24 saat için 24k veriyorum, temizlik de yapsın diye mi düşündün?

Bir de eğitimine baktın mı, bu kişinin? Çocuğunu emanet ettiğin kişiyi araştırdın mı?
0
rock n roll
(29.05.25)
@rock n roll, evet net şekilde söyledim, bebeğe bakman yeterli ev işi yapma dedim cevabı ben boş durmayı sevmiyorum oldu. kendisinin temizlik takıntısı var ve mutfak tezgahımın dolu olmasına gıcık oluyormuş o yüzden yapıyor. ben de çalışan insanım mutfağımı o rahatsız oluyor diye sürekli toplu tutamam. yapıyor yani ne yapabilirim :)
0
🌸yenibirgüzelnick
(29.05.25)
@rock n roll, evde yalnız bırakıp gitmiyor ki, anne zaten evden çalıştığını belirtmiş. yabancı dadılar bile eğitimsiz ki ülkede genelde eğitimi olmayan, ev hanımı kadınlar bakıcılık yapıyor. ki anneanne/babaanne baksa onlar bile başından savıyor bir yerde, çocuk bakmak çok sabır isteyen bir şey.

mesajla da yazmıştım, boş günlerde başka bakıcı deneyip öyle tartıp biçmek bence daha iyi.
0
deartheodosia
(29.05.25)
@yenibirguzelnick

Sen git kendi evinde temizliğini yap de. Ben istemiyorum, burası benim evim temizlik istemiyorum ben böyle seviyorum de :)

Ben istemediğim müddetçe kimse benim evime dokunamaz.

@deartheodosia

Emanet derken bırakıp gitmekten bahsetmedim aslında, her halükarda bebek kim ilgileniyorsa onunla etkisinde kalır. O anlamda diyorum.
0
rock n roll
(29.05.25)
sahsen bir bakicinin yapmasi gereken bircok seyi yapmadigini düsünüyorum. cocugu seviyor diyorsunuz ama kisitlayici, tahammülsüz, huysuz, destek degil köstek olan birisi. hanimefendinin keyfi olursa arada cocukla oynuyormus. vay anasini ya, zahmet etmesin prenses.

ben kesinlikle yol verirdim. kisitlayiciligini falan gectim, cocuga öflemesi, sürekli negatif enerjisini hissettirmesi cocugun karakterini, baglanma bicimini, özgüvenini bozar.


cok iyi ev isi yapmasi umrumda olmazdi. siz ona bakici olarak is vermissiniz. asil yapmasi gereken isi yapmiyor.

◆ Görev
Yukarıdaki metin parçasına göre bakıcı, yalnızca bebekle ilgilenmesi söylendiği hâlde neden ev işi yapıyor?

Nokta işaretleme kayıtları
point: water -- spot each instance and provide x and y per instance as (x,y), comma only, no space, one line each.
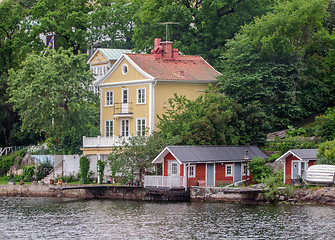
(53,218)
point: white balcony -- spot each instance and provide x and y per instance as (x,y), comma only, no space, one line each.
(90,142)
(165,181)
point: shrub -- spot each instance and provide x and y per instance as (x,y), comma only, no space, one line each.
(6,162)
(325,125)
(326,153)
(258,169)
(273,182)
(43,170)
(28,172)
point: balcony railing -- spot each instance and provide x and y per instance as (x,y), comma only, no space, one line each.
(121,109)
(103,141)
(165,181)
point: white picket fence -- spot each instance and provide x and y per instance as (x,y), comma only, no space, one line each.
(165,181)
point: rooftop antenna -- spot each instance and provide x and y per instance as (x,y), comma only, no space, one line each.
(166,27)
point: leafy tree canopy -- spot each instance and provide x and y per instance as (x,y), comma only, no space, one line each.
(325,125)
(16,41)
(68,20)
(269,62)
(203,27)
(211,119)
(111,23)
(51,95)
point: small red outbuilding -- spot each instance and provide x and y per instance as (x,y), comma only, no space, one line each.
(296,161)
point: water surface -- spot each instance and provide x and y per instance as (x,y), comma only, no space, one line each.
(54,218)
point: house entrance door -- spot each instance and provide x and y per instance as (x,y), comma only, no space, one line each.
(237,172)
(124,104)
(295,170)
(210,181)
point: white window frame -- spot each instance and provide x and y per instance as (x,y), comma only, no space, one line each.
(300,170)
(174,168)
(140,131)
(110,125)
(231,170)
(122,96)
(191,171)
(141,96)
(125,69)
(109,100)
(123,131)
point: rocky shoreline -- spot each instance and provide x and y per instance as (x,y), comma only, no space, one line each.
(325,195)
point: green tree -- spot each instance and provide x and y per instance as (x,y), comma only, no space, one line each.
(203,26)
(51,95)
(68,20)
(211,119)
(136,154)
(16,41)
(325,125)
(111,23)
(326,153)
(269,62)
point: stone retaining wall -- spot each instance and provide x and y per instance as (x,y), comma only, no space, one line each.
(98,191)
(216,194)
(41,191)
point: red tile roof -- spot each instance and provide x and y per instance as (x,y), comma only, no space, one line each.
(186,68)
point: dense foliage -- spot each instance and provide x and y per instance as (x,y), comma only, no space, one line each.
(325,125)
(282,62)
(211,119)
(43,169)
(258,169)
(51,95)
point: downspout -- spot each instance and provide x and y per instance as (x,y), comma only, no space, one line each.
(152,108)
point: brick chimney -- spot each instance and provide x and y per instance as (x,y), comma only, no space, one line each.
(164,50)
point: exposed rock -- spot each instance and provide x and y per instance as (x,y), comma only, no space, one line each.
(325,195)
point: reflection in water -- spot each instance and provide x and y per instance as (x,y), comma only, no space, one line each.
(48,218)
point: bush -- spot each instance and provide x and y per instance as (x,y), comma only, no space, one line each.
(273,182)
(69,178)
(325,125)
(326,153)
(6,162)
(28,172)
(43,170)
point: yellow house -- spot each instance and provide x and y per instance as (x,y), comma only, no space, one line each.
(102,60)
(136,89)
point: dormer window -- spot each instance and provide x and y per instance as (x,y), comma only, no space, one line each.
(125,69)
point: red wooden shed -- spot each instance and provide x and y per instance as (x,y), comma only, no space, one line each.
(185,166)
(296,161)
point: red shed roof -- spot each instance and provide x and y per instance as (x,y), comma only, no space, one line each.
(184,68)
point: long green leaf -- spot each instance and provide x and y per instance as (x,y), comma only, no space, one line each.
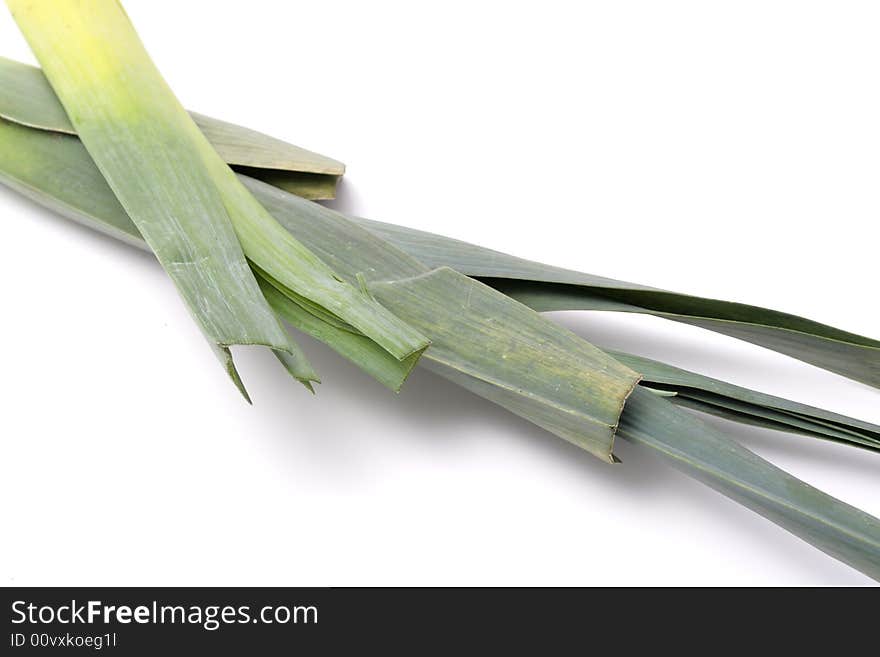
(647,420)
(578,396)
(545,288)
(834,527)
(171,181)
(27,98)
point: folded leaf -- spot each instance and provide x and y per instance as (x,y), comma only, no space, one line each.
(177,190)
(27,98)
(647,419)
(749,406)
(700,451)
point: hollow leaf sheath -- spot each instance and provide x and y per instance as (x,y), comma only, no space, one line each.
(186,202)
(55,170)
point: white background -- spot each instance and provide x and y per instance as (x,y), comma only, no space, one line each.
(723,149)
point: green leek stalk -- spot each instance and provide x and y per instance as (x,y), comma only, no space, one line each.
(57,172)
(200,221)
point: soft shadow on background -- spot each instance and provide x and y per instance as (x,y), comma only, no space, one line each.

◆ Yanıt
Boş durmayı sevmediğini söylüyor; ayrıca temizlik takıntısı var ve mutfak tezgahının dolu olmasından rahatsız oluyor.